----- Texte à analyser

Leur principal inconvénient est d'ignorer la pluralité des logiques d'entreprises. Ces mesures risquent donc d'être accordées sans tenir compte des besoins financiers réels des entreprises et sont susceptibles de provoquer certains effets pervers. En particulier, trois effets pervers (parmi les quarante effets possible des aides à l'emploi exposées en deuxième partie) sont susceptibles de se produire.

Les effets d'aubaine se produisent lorsqu'une entreprise qui bénéficie d'un dispositif aurait de toute façon procédé aux embauches correspondantes. Les flux financiers accordés aboutissent alors à améliorer la situation financière de l'entreprise sans que l'impact sur l'emploi soit évident.

Les effets de substitution se produisent lorsqu'une entreprise substitue le type de main d'oeuvre faisant l'objet du dispositif à un autre type de main d'oeuvre avec un effet neutre sur l'emploi. Seule, la structure de l'emploi se modifie, mais au détriment de l'emploi qualifié, si les dispositifs allègent le coût du travail non-qualifié et alourdissent le coût du travail qualifié.

----------
----- Matériel fourni

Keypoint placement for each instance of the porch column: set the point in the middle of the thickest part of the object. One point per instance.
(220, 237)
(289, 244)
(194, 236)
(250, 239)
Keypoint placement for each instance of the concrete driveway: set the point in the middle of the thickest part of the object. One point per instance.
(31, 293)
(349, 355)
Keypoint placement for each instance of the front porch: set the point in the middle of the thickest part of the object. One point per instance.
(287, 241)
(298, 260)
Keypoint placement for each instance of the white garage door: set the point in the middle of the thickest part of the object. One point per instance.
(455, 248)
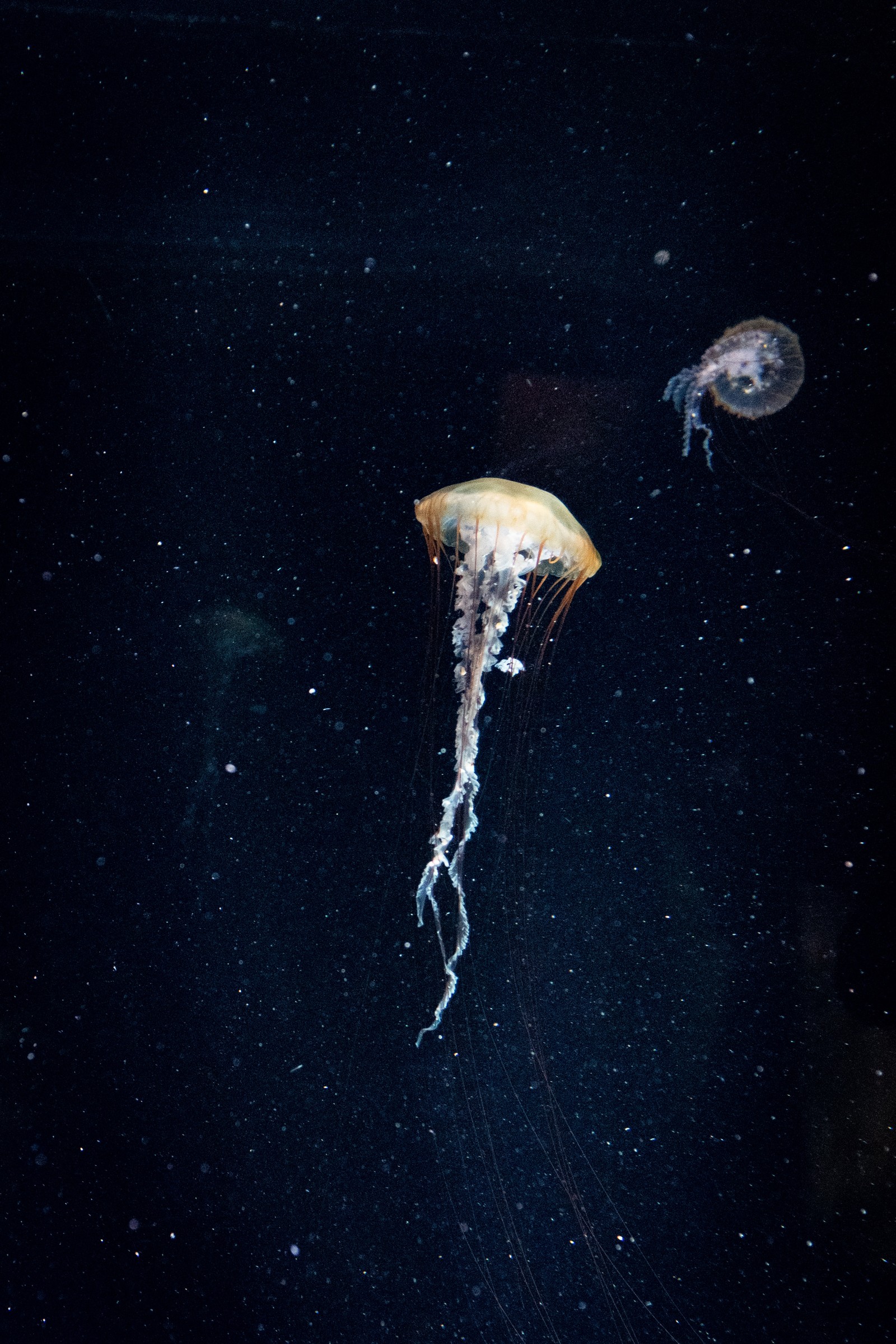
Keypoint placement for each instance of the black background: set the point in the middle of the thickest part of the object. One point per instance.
(217, 416)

----------

Consigne de travail A ->
Recopiez fidèlement un extrait du texte sur les aides à l'emploi, en partant des mots "Les effets d'aubaine" et en vous arrêtant après "du travail qualifié.".
Consigne de travail B ->
Reprenez le texte sur les effets pervers des aides à l'emploi là où il s'interrompt, et poursuivez sa rédaction.

Zone de réponse A ->
Les effets d'aubaine se produisent lorsqu'une entreprise qui bénéficie d'un dispositif aurait de toute façon procédé aux embauches correspondantes. Les flux financiers accordés aboutissent alors à améliorer la situation financière de l'entreprise sans que l'impact sur l'emploi soit évident.

Les effets de substitution se produisent lorsqu'une entreprise substitue le type de main d'oeuvre faisant l'objet du dispositif à un autre type de main d'oeuvre avec un effet neutre sur l'emploi. Seule, la structure de l'emploi se modifie, mais au détriment de l'emploi qualifié, si les dispositifs allègent le coût du travail non-qualifié et alourdissent le coût du travail qualifié.

Zone de réponse B ->
Enfin les effets de seuil se produisent inévitablement : au-delà du niveau de salaire faisant l'objet de l'exonération, le coût du travail s'alourdit considérablement. Ceci risque d'entretenir une "trappe à bas salaires". Puisque la mesure favorise les embauches à bas salaires (en raison de l'aubaine qu'elle représente et de l'effet de substitution qu'elle engendre), toute embauche (ou toute promotion) supérieure au seuil défini (1,3 fois le SMIC aujourd'hui, deux fois le SMIC chez Malinvaud) devient si coûteuse que l'entreprise a intérêt à ne verser que des salaires inférieurs à ce seuil.

C'est pourquoi une réflexion s'est développée autour de l'élaboration d'une assiette de prélèvements sociaux qui tienne compte à la fois de la situation financière des entreprises et de leur attitude vis-à-vis de l'emploi. Elle a non seulement fait l'objet d'une réflexion de la part des pouvoirs publics, dans le cadre du rapport Chadelat (1997), mais se développe depuis longtemps déjà parmi les acteurs syndicaux, mutualistes et politiques.

2.2 Prendre en compte la stratégie en matière d'emploi et la situation comptable des entreprises

Le débat sur la recherche d'un mode de financement plus favorable à l'emploi que celui reposant sur l'actuelle assiette salaire étendue par la CSG et le RDS a été relancé à l'occasion d'un rapport commandé à Jean-François Chadelat par le premier ministre au lendemain de sa nomination en juin 1997.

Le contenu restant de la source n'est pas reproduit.